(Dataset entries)

..........

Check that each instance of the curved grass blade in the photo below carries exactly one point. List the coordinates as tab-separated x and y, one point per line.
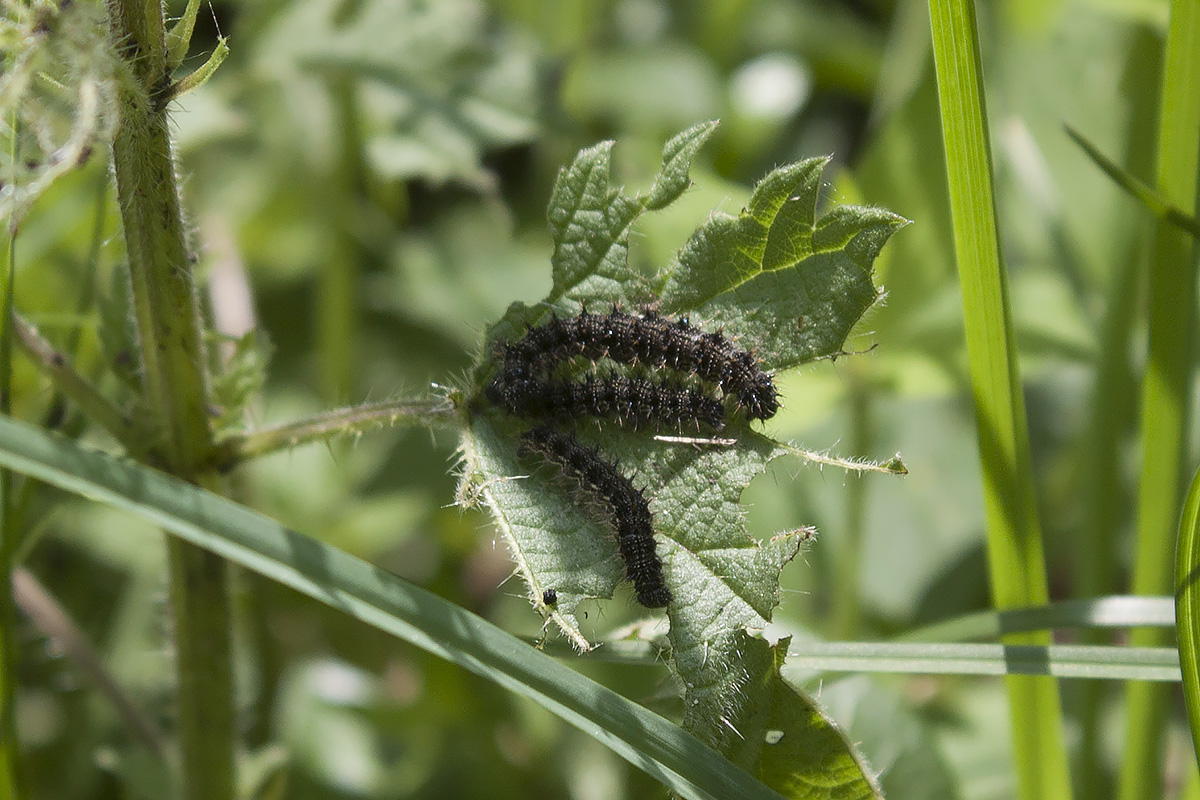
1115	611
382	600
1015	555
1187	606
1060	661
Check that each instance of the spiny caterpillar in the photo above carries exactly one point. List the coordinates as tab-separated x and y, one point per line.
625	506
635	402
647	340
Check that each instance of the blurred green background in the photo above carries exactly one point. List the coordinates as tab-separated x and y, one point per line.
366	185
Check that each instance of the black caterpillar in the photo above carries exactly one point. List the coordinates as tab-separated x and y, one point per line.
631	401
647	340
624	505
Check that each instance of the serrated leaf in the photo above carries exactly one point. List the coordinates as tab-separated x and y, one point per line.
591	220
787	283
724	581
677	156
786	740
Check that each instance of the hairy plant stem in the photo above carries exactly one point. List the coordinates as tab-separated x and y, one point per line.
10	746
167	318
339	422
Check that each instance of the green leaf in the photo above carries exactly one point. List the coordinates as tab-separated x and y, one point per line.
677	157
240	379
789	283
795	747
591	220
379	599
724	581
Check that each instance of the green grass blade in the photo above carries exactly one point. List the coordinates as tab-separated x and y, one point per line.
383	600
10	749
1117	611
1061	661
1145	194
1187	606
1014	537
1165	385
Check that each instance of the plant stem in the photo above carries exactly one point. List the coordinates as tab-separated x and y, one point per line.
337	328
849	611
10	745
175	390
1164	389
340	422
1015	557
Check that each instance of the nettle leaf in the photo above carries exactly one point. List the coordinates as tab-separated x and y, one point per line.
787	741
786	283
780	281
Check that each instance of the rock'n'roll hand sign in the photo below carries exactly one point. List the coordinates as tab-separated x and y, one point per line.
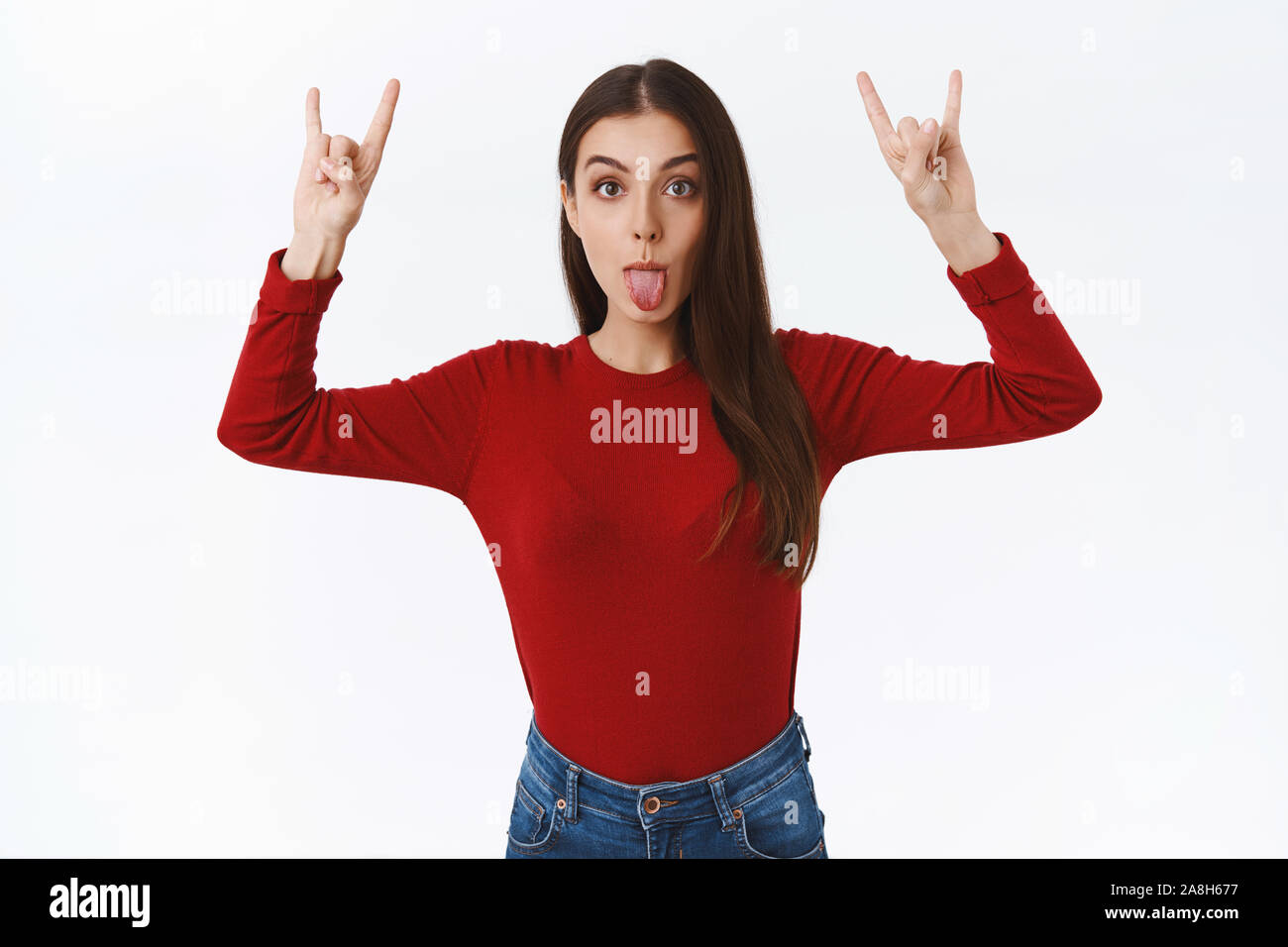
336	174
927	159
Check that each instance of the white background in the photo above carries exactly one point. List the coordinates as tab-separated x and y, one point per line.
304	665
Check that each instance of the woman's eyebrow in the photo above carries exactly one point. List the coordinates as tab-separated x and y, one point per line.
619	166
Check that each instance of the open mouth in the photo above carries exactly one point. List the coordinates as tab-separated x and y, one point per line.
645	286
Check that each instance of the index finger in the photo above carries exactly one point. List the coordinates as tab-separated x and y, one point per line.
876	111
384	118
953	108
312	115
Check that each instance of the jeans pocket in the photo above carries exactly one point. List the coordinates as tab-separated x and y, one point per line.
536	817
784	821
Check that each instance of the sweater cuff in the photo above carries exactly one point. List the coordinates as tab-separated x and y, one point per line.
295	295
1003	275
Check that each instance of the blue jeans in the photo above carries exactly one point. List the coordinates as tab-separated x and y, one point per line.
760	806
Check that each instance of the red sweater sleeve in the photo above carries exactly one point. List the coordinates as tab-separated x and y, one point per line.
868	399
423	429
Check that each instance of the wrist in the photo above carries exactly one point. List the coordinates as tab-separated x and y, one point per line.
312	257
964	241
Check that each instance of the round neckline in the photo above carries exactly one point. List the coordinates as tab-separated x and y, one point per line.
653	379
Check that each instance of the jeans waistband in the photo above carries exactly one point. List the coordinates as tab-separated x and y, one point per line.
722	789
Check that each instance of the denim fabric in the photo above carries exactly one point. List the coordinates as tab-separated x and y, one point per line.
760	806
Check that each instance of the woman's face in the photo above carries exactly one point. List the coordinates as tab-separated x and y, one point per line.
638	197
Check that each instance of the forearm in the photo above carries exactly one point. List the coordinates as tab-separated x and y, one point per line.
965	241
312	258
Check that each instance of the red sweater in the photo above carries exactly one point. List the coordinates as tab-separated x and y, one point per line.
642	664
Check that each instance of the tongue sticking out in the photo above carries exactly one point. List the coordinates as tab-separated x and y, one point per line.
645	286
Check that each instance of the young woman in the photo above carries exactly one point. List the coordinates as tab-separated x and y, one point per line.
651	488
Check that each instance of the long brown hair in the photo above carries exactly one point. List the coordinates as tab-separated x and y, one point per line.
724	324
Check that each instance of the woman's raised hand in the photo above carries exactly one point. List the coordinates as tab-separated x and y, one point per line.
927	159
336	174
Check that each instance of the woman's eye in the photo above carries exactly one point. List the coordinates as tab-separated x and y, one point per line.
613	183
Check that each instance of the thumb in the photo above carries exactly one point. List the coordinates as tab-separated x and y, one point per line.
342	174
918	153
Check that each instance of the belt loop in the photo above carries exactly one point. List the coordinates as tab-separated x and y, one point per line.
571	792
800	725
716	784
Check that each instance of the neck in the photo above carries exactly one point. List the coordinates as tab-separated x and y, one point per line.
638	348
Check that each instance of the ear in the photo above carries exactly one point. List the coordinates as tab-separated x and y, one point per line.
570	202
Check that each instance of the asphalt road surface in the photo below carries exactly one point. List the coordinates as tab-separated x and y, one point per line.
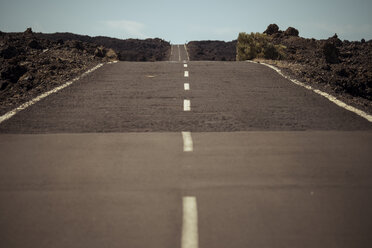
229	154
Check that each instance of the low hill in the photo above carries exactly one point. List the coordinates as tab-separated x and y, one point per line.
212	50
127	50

..........

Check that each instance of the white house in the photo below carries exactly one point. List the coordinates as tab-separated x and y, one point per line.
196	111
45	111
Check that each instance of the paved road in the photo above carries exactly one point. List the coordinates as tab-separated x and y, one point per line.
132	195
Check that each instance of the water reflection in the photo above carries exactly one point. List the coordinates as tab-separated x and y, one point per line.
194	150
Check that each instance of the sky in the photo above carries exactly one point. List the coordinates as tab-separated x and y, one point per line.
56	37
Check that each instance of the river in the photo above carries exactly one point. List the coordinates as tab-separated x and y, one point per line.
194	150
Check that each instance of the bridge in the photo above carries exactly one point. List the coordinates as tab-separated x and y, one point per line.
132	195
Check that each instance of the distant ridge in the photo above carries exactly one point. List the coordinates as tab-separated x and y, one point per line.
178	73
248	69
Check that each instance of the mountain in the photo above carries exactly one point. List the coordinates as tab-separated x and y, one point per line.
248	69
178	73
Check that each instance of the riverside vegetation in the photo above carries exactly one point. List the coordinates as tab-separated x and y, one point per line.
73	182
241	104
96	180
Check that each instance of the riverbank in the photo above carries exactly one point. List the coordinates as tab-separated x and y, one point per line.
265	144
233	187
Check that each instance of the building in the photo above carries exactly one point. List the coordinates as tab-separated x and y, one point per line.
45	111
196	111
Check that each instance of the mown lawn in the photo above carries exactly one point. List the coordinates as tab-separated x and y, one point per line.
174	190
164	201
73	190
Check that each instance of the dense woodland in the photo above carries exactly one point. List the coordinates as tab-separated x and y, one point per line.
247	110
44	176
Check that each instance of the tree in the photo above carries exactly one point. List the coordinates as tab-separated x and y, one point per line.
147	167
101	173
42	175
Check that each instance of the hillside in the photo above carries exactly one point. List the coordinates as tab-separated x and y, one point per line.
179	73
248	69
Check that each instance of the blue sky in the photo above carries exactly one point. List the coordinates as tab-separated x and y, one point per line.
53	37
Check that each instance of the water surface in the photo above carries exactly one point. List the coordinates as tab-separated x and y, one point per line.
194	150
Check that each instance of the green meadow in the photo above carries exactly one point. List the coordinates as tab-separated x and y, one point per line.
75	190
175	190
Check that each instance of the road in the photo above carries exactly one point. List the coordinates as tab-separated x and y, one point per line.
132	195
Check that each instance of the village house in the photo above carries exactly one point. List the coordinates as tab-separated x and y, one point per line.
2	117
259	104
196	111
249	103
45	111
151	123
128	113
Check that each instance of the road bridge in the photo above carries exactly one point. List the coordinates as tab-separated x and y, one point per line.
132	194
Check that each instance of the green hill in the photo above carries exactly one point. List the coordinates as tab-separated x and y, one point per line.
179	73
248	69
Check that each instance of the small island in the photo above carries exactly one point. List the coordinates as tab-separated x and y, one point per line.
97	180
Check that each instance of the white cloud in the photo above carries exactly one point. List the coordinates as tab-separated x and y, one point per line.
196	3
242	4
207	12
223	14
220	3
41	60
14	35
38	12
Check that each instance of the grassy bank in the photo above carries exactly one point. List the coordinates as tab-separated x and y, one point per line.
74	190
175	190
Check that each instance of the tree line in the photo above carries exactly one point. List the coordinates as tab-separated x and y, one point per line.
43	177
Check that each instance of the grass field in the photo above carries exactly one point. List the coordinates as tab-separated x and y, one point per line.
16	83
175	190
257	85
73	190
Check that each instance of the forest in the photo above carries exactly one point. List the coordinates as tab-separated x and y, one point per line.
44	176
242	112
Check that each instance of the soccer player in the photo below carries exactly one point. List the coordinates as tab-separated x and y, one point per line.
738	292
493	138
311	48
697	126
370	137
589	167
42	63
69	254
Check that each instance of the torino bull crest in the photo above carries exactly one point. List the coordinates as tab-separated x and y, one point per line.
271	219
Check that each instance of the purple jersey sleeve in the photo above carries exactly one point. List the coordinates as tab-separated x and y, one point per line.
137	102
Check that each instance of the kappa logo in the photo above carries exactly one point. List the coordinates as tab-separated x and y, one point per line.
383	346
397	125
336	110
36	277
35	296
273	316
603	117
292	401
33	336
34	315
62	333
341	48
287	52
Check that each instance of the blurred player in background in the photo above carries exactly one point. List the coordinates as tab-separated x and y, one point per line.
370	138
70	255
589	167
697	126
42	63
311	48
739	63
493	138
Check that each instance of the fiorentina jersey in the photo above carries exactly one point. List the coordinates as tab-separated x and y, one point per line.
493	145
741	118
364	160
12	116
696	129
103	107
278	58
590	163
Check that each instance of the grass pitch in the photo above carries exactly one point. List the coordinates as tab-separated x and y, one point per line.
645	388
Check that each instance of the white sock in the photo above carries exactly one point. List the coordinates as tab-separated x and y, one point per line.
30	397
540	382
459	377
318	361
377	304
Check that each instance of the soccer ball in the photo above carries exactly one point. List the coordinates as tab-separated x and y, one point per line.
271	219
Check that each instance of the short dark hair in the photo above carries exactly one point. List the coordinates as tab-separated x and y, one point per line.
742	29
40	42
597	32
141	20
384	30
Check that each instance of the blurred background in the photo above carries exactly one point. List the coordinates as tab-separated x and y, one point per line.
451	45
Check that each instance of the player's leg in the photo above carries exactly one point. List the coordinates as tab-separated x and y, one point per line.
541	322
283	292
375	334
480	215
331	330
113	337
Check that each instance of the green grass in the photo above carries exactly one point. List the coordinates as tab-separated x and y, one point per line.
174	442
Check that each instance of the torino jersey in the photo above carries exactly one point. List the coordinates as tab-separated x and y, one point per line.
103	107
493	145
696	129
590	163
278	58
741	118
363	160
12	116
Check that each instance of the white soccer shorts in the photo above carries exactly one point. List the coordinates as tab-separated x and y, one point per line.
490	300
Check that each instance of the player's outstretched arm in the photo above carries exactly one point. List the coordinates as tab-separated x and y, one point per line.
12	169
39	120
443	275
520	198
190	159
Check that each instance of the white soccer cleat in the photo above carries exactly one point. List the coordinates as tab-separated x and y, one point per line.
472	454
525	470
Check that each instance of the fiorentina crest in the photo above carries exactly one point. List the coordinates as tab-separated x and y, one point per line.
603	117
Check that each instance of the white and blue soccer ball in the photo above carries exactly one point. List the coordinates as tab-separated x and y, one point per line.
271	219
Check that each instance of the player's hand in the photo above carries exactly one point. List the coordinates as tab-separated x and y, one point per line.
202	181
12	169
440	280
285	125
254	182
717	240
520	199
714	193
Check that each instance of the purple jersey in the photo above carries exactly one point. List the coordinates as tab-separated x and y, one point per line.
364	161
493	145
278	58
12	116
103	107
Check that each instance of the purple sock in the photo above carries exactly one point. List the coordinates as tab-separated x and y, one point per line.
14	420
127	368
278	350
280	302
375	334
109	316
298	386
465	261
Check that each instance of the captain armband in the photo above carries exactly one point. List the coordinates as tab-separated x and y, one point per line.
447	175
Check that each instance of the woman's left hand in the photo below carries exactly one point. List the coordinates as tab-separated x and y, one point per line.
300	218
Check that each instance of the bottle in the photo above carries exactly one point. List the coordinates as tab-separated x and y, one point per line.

..........

• _Required action_
Set down only the lines above that fall between the line holding "Check that each instance of the white and" and the line holding "Check that each instance of the bottle", inclusive, keeping each exact.

• _Answer section_
Check that each instance of the white and blue soccer ball in the photo above carries exactly one point. List the coordinates as tab-separated x and y, one point per line.
271	219
Check that each instance of the player's hand in the photo above carries exactly one point. List the coordinates as tab-separated x and y, one point per line.
202	181
12	169
440	280
285	125
254	182
717	240
520	199
714	193
Check that each instance of the purple jersey in the photo above carries exactly one point. List the coordinates as tab-separated x and y, one point per line.
364	161
493	145
278	58
12	116
103	107
Check that each instance of the purple sock in the photo above carries exactly one point. List the coordinates as tab-separated x and y, one point per line.
14	420
127	368
278	350
280	302
375	334
109	316
298	386
465	261
Check that each instance of the captain armband in the photo above carries exactly one point. List the coordinates as tab-separated x and y, one point per line.
447	175
Check that each instance of the woman's left hand in the photo below carries exactly one point. List the coordinates as tab-separated x and y, one point per line.
300	218
Check that each instance of the bottle in the photo above carries exactly one point. List the coordinates as tab-separated x and y, one point per line.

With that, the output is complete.